__EXERCISE__: All entries below need to be written out exactly, but without their pictures.

__DATA IN THIS EXERCISE__:

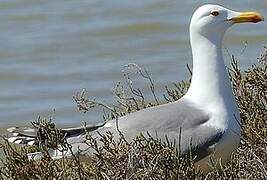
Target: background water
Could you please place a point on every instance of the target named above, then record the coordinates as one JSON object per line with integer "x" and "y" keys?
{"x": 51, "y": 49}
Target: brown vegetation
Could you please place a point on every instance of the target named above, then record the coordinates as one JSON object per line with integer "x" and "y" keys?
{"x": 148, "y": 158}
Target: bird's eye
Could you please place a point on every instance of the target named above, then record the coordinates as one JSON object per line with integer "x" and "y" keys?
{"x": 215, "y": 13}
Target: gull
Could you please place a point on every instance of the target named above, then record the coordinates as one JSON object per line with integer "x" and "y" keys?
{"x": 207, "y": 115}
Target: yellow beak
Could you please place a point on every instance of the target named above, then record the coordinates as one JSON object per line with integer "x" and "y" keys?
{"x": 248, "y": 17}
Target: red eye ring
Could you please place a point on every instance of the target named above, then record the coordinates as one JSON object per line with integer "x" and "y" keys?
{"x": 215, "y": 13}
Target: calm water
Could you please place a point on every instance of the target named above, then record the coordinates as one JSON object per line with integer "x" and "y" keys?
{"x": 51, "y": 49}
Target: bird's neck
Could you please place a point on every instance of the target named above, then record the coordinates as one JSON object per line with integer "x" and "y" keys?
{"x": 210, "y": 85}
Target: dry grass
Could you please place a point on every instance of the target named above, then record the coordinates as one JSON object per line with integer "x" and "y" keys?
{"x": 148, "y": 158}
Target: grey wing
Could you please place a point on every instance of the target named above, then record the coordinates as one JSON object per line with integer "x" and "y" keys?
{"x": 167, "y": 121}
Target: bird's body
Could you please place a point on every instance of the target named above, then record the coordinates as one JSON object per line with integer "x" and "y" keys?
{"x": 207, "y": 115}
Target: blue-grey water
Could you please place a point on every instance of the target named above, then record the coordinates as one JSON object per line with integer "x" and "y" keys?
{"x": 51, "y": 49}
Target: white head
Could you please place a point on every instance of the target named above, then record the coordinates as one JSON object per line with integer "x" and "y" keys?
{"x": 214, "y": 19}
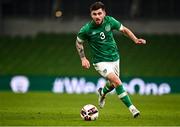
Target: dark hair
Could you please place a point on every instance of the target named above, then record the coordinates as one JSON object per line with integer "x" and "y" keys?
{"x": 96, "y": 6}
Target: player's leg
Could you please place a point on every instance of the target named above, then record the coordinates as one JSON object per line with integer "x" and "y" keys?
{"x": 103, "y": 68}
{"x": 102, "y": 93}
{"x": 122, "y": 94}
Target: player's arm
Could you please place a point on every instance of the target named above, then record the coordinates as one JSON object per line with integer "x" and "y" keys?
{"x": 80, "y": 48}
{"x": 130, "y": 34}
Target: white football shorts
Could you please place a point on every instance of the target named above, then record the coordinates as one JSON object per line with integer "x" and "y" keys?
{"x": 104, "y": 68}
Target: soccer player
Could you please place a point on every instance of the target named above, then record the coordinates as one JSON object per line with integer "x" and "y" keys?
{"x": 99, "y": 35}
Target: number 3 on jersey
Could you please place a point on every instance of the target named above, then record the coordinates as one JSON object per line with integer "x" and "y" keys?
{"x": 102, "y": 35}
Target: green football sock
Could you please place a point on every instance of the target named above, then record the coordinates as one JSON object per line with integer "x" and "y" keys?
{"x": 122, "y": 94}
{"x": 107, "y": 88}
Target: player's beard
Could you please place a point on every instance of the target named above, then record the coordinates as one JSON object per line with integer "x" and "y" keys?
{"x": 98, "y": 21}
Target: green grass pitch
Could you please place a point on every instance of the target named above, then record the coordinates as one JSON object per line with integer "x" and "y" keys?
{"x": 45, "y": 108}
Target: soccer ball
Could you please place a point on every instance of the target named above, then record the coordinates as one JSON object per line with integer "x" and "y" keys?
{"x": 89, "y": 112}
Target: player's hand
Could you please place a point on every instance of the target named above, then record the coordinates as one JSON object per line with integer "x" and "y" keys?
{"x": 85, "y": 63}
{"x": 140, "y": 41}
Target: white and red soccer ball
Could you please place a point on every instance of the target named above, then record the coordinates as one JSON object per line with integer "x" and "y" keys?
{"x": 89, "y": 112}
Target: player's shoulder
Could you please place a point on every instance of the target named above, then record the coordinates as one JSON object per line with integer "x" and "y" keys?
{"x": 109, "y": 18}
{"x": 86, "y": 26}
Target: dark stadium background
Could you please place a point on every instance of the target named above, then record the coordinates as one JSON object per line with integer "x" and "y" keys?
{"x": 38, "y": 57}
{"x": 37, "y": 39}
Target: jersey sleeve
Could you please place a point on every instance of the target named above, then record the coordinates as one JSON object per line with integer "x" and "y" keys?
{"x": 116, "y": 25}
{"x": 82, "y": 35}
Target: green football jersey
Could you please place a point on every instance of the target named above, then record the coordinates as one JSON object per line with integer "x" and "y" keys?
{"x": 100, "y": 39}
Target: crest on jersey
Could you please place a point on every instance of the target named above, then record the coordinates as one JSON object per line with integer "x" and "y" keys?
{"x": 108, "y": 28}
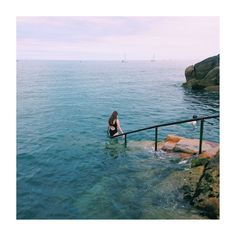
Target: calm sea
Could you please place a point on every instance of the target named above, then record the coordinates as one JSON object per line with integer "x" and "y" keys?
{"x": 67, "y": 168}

__RESPONSE FOR THIS EXERCISE__:
Target: background water
Could you please place a point on every instance of the target named above, then record the coordinates as one JSON object per line with integer "x" and "y" keys?
{"x": 51, "y": 49}
Target: brown vegetation
Could you please place a point on every instance of the target named above, then record the coordinates as one JSON object per line with integer "x" and "y" keys?
{"x": 148, "y": 158}
Target: bird's eye
Could you please place a point on every instance of the target named above, then record the coordinates as one JSON object per line with integer "x" and "y" keys?
{"x": 215, "y": 13}
Target: gull
Could you please place a point on every instance of the target named above, then record the coordinates as one JSON object per line with integer "x" and "y" keys?
{"x": 207, "y": 115}
Target: yellow beak
Could you please place a point on every instance of the target named above, then record the coordinates as one JSON object per line with integer "x" and "y" keys?
{"x": 248, "y": 17}
Target: red eye ring
Could you please place a point on every instance of the target named above, then record the coordinates as one JSON object per line with integer "x" and "y" keys?
{"x": 215, "y": 13}
Target: calm water
Could you please place a point on every instance of the target named above, then record the coordinates as one JSON object per line with integer "x" and "y" keys?
{"x": 51, "y": 49}
Target: bird's neck
Could you please place a point on every instance of the target named above, then record the coordinates as one JSON object per line with integer "x" and "y" keys?
{"x": 210, "y": 85}
Target: dry grass
Could you please place a point on every instance of the target named above, then record the coordinates as one JSON object per line with integer "x" and "y" keys?
{"x": 148, "y": 158}
Target: grey wing
Could you please place a point on every instance of the target named above, then record the coordinates as one JSON object per line with integer "x" and "y" keys?
{"x": 167, "y": 121}
Target: bird's body
Could you please place a point on every instance of the target named above, then record the coordinates as one JSON object per line with integer "x" and "y" keys?
{"x": 207, "y": 115}
Target: blue-grey water
Could you please place a point on every instance of the target named above, then record the coordinates as one JSON object per line with integer "x" and "y" keys?
{"x": 51, "y": 49}
Target: white head
Could you please place a point on every instance of the target named above, then record the coordinates as one JSON object per line with integer "x" and "y" keys?
{"x": 214, "y": 19}
Target: dark hair
Could you please place a point on every instance of the target named above, then record the coordinates as one JSON object per line with integer "x" and "y" keys?
{"x": 96, "y": 6}
Target: player's leg
Could you please place a point on every instance of the target named above, then record the coordinates as one JSON object per line with integer "x" and "y" keys?
{"x": 103, "y": 68}
{"x": 102, "y": 93}
{"x": 122, "y": 94}
Target: player's arm
Could you please place a point on every instance of the target named above, then record the coordinates as one JSON object per line with integer "x" and "y" keys?
{"x": 80, "y": 48}
{"x": 130, "y": 34}
Target: white football shorts
Could you please place a point on every instance of the target named above, then record the coordinates as one JSON object per line with integer "x" and "y" keys?
{"x": 104, "y": 68}
Target: soccer player
Could you please place a point on every instance of the target named above, then record the coordinates as one JSON object per line with integer "x" and "y" keys?
{"x": 99, "y": 35}
Target: number 3 on jersey
Could you please place a point on every instance of the target named above, then record the coordinates as one JSON object per line with integer "x" and "y" keys?
{"x": 102, "y": 35}
Target: green football sock
Could you please place a point on every instance of the target named above, then record the coordinates as one JSON object per line with integer "x" and "y" keys?
{"x": 122, "y": 94}
{"x": 107, "y": 88}
Target: player's beard
Could you please place a point on every instance of the target named above, then record the coordinates as one JSON object per line with integer "x" and "y" keys?
{"x": 98, "y": 21}
Target: green grass pitch
Could you please place a point on every instance of the target named above, then record the coordinates as one JSON object per line with integer "x" and "y" keys?
{"x": 45, "y": 108}
Target: soccer ball
Could you please place a point on every instance of the target named above, then record the coordinates as one JSON object per line with integer "x" and "y" keys?
{"x": 89, "y": 112}
Target: player's hand
Could you please place a point on every instance of the target named above, then record the coordinates as one JSON object per line with integer "x" and "y" keys?
{"x": 85, "y": 63}
{"x": 140, "y": 41}
Target: white and red soccer ball
Could you please place a point on every instance of the target named above, then record the coordinates as one JSON object per line with integer "x" and "y" keys?
{"x": 89, "y": 112}
Target: player's shoulder
Could you please place a point on every instance of the target named above, then record the coordinates as one JSON object per line with integer "x" and "y" keys?
{"x": 109, "y": 18}
{"x": 86, "y": 26}
Target: dark stadium background
Could you please place a point on every instance of the target named above, then record the coordinates as one JSON object per line with integer "x" and "y" keys?
{"x": 38, "y": 57}
{"x": 37, "y": 39}
Target: jersey sleeve
Could you please place a point on every instance of the target named above, then record the coordinates as one JSON object per line with integer "x" and "y" keys?
{"x": 116, "y": 25}
{"x": 82, "y": 35}
Target: green football jersey
Could you please place a point on every instance of the target named above, then record the coordinates as one JSON object per line with integer "x" and "y" keys?
{"x": 100, "y": 39}
Target: crest on jersey
Could you please place a point on every instance of the target named above, then record the coordinates as one JSON object per line with integer "x" and "y" keys?
{"x": 108, "y": 28}
Target: calm sea
Could you please place a point on every instance of the target named above, then record the coordinates as one JSON object per line with integer "x" and "y" keys?
{"x": 67, "y": 168}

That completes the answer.